(Dataset rows showing where objects appear)
○ ○ ○ ○ ○ ○ ○
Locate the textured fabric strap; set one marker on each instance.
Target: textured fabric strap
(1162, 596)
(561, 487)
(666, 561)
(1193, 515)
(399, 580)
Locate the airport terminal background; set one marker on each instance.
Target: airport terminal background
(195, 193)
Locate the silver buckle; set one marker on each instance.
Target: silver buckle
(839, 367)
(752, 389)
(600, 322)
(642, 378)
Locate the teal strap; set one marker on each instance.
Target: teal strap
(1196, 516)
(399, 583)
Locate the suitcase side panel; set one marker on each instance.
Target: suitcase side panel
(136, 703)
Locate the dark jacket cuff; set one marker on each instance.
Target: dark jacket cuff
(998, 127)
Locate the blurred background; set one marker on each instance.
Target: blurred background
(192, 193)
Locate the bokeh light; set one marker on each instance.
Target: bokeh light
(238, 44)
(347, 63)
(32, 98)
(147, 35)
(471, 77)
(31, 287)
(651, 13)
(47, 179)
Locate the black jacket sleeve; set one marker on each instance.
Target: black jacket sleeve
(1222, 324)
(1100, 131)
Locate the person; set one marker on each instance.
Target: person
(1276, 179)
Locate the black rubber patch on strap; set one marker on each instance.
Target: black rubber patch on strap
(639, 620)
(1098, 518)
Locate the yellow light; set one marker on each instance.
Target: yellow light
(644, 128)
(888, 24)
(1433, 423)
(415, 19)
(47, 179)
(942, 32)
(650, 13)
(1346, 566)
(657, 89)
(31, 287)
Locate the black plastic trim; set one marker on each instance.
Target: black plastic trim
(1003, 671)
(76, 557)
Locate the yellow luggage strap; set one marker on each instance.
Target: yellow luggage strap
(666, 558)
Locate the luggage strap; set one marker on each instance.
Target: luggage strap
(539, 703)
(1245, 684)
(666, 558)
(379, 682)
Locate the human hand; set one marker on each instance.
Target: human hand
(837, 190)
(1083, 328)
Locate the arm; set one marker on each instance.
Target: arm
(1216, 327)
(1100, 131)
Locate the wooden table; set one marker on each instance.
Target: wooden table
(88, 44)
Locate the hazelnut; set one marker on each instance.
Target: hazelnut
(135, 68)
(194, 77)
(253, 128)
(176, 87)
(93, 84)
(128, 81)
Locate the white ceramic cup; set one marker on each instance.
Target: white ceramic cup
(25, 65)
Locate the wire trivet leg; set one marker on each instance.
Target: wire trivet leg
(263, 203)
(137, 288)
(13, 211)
○ ○ ○ ○ ○ ○ ○
**Requirement:**
Turn the entries between the line containing "Locate the person;" and the line containing "(1098, 518)", both included, into a JSON list of strings with one string per line and no blank lines.

**Finished exercise:**
[
  "Locate the person; set one marker on each instance.",
  "Target: person",
  "(1276, 179)",
  "Locate the black rubber patch on strap; set one marker on each instance.",
  "Target: black rubber patch on strap",
  "(639, 620)",
  "(1098, 518)"
]